**GIVEN REQUEST:**
Copy out, word for word, the section of the Solr highlighting thread that opens with the words containing "On Fri, Jan" and closes with "hl.requireFieldMatch=false&hl.weightMatches=true (3964 ms)".

**SOURCE TEXT:**
════
This has not changed in Solr 8 too, which for 76 fields gives a very large
payload. So I will keep this custom code for now.

On Fri, Jan 29, 2021 at 12:28 PM Kerwin <ke...@gmail.com> wrote:

> Hi David,
>
> Thanks so much for your reply.
> hl.weightMatches was indeed the culprit. After setting it to false, I am
> now getting the same sub-second response as Solr 6. I am using Solr 8.6.1
> (<luceneMatchVersion>8.6.1</luceneMatchVersion>)
>
> Here are the tests I carried out:
> hl.requireFieldMatch=true&hl.weightMatches=true  (2458 ms)
> hl.requireFieldMatch=false&hl.weightMatches=true (3964 ms)
> hl.requireFieldMatch=true&hl.weightMatches=false (158 ms)
════
**MATERIAL:**
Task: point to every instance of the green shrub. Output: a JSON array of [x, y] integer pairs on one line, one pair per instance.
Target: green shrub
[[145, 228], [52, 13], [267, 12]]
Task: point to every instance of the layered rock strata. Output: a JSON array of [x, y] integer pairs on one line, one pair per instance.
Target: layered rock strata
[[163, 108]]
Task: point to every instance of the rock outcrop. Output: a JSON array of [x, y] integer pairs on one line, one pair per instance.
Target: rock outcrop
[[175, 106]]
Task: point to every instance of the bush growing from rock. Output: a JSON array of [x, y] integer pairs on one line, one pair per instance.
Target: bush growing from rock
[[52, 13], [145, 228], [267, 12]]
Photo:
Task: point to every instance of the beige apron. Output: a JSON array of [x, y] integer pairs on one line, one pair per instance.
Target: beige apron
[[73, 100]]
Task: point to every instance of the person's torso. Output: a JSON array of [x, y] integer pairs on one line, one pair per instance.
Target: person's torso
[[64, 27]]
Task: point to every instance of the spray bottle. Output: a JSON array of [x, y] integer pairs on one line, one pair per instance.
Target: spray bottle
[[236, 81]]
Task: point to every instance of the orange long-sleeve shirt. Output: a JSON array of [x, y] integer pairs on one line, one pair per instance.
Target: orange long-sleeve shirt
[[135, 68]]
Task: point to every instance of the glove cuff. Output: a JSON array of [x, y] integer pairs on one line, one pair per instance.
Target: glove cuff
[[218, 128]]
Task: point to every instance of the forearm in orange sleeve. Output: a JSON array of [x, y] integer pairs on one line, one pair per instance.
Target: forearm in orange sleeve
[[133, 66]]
════
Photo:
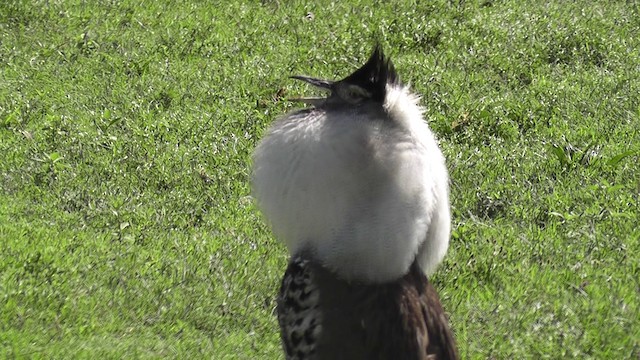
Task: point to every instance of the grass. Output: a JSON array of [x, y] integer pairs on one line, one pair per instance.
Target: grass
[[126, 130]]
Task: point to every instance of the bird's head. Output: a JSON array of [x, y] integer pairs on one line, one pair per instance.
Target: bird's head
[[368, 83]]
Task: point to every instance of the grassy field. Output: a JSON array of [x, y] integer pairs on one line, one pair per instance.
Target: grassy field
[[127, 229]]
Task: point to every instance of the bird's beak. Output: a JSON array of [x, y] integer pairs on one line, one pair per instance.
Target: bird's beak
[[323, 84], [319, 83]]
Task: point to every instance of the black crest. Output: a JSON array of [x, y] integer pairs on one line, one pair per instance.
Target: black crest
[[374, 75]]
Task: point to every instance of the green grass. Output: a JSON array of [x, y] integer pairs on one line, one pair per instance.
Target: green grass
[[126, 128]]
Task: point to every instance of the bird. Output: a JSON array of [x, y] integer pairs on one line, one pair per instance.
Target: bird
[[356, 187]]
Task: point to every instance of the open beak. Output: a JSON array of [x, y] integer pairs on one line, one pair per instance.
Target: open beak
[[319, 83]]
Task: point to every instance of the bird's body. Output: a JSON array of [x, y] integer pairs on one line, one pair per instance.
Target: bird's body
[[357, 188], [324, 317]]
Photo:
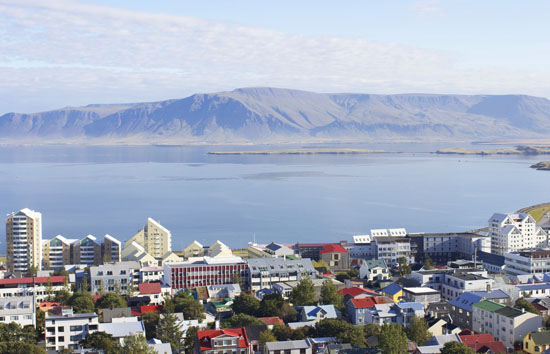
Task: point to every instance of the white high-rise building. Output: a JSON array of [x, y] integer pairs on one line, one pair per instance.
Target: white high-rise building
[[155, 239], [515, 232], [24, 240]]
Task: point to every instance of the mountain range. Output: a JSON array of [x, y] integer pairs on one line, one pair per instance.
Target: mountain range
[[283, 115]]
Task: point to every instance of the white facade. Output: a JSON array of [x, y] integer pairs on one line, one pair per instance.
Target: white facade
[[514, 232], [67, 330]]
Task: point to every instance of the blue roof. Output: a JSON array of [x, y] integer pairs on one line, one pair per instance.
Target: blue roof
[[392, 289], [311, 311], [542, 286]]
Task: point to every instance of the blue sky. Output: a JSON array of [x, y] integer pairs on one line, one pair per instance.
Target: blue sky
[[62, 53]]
════
**REPLY:**
On Fri, Jan 29, 2021 at 12:28 PM Kerwin <ke...@gmail.com> wrote:

> Hi David,
>
> Thanks so much for your reply.
> hl.weightMatches was indeed the culprit. After setting it to false, I am
> now getting the same sub-second response as Solr 6. I am using Solr 8.6.1
> (<luceneMatchVersion>8.6.1</luceneMatchVersion>)
>
> Here are the tests I carried out:
> hl.requireFieldMatch=true&hl.weightMatches=true  (2458 ms)
> hl.requireFieldMatch=false&hl.weightMatches=true (3964 ms)